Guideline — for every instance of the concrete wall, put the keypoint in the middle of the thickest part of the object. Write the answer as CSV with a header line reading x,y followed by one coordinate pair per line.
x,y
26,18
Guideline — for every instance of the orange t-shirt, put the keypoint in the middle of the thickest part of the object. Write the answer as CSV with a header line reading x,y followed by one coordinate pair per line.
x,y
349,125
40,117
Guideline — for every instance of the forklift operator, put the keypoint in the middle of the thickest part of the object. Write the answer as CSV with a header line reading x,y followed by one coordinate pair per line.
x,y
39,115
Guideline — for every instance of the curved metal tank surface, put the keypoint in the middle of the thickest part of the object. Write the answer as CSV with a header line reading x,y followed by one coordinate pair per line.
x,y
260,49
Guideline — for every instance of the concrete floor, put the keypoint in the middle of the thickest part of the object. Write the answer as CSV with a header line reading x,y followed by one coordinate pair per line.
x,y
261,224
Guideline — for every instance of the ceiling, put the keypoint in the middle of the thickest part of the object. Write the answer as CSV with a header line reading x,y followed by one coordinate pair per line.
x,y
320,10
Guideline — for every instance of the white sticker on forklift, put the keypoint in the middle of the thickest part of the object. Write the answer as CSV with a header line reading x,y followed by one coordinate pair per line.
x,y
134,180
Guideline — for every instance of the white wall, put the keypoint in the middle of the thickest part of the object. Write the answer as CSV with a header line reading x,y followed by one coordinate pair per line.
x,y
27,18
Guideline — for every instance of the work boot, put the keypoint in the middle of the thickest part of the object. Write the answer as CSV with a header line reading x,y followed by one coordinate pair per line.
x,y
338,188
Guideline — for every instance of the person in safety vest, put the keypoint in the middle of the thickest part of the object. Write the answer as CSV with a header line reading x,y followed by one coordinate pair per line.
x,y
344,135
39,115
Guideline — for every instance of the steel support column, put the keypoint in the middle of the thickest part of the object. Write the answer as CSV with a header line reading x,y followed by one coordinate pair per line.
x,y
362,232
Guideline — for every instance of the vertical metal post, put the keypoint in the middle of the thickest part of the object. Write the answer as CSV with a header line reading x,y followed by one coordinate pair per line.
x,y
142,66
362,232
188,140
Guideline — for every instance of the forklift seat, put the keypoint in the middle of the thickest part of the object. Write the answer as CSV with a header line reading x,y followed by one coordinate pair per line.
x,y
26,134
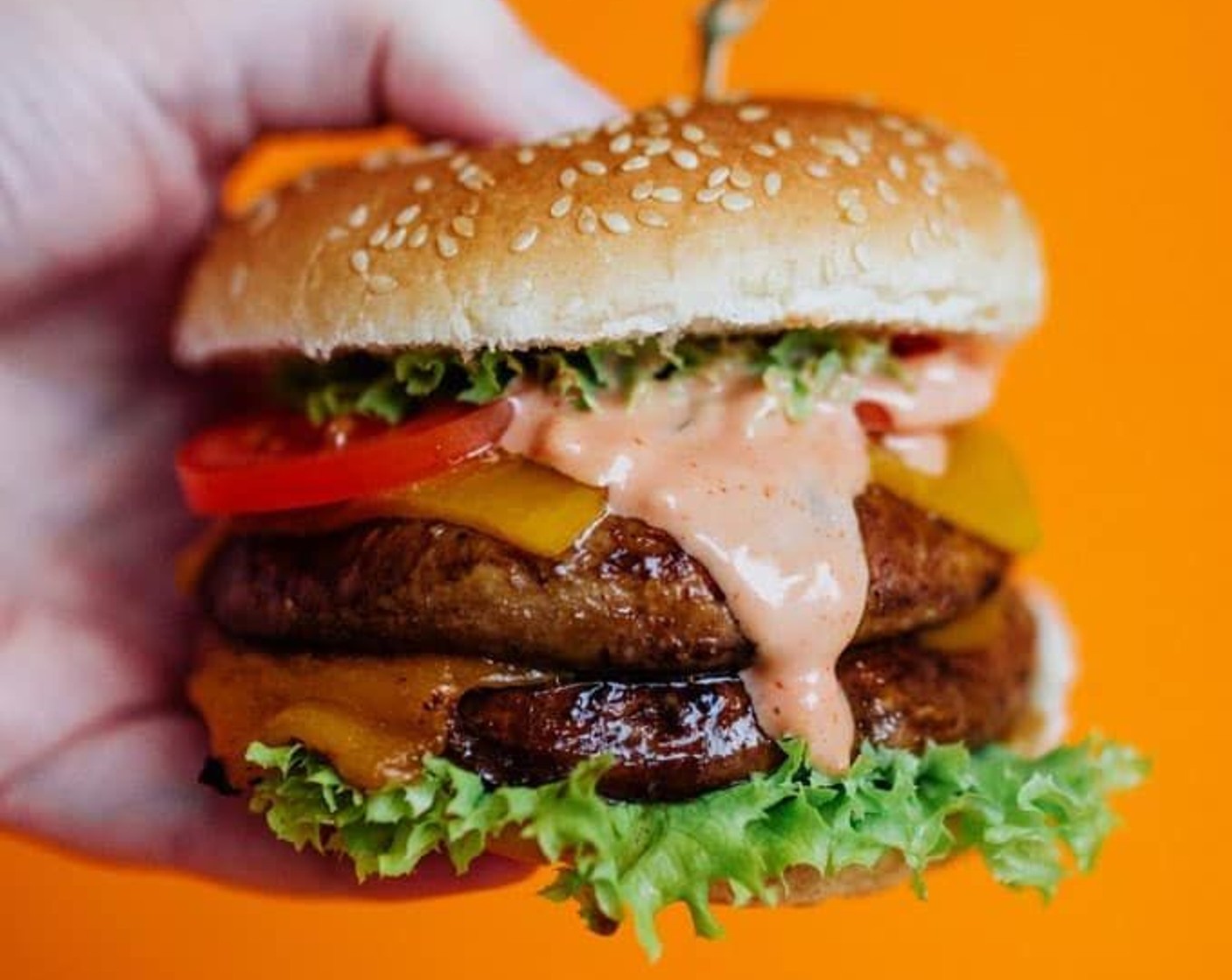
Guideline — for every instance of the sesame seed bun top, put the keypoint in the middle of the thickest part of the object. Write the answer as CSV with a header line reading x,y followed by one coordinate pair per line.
x,y
718,216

§ OBJECTIVE
Copy every item above word for word, leaving the pictures out.

§ SOLUTION
Guideline — for every instance of the concrete wall, put the keypoint in the middle of the thickest part of the object. Write the answer as CSV with a header line reading x,y followed by one coordinate pair per line.
x,y
26,18
Guideline — for every instance of the orange t-shirt, put the keypoint in the middle of the thickest part of the object. Write the answer as CSV with a header line reading x,y followed by one coordinate pair per line.
x,y
349,125
40,117
Guideline — for every instance of the forklift operator, put the keypoint in the middle of the thickest part of the object. Write the answer as CSV with a header line reading x,y followed by one coordinate pair per line.
x,y
39,115
Guideline — for every instance of the curved metal tank surface, put the keypoint in the middle of the thickest part of the object. Write the answer as CSV with a header line reading x,y followed by one coordinate pair per line.
x,y
260,49
Guideline — for every instance of the concrete floor, put the keypoint in the middle of the thickest part of the object. Write the answer as CSV with a header line reading x,y followed by one coordinate pair per line.
x,y
261,224
Guideline — for every instance of the ceiling, put the keypoint in the middle of the thickest part of the object. Write the answer as CSV with a header line reading x,y followed by one coordinate pair per line.
x,y
320,10
Guideline — for every instance of the white sticker on forklift, put the keypoint in the middle of the thickest part of the object. Write the answer as CSV with a header line reading x,y followed by one coordinate pair per line.
x,y
134,180
Guideline — for every instance of the white wall, put the keypoint in the middle of the thickest part of the object. Write the answer as CSV with a header line reading x,y followed by one coordinate pair per line.
x,y
27,18
Guideline — for every instance of the work boot, put the keypoint in the middle of the thickest part of the object. Write the answer as CSV with a header line reading x,y followed by one coordinate pair per line.
x,y
338,188
Guideline — for every instance of the person in safety vest, put the keypoint in the middle of the thickest part of the object. Write the answer as CSV with a header line reading x,y followed by one coordinate pair per line.
x,y
344,135
39,115
Guideline — for every instance of the steel support column, put the keypoint in the middle of the thickest part of the object. Write the answer as CSV with a header line reading x,y followed by one coordinate pair per line.
x,y
362,232
Guideline — for every instance of the vertical metal post, put the keypoint in the middle of the thickest part of the object. Write the answer as CSV with a header line reading x,y followed by one coordinate pair per line.
x,y
142,66
362,232
188,140
Guideline — for every instance of the forklift seat, put the keypoint in the middle of the thickest part of the object. Write the answer as CSV with a header line reading x,y followed by one coordinate pair per line.
x,y
26,134
Guideline — for every instance of the sesame seed bun top, put the keypoint in the middle of the thickest part of the object. Write the answer as CSV with a header line reading x,y followed by one coordinate pair per line.
x,y
718,216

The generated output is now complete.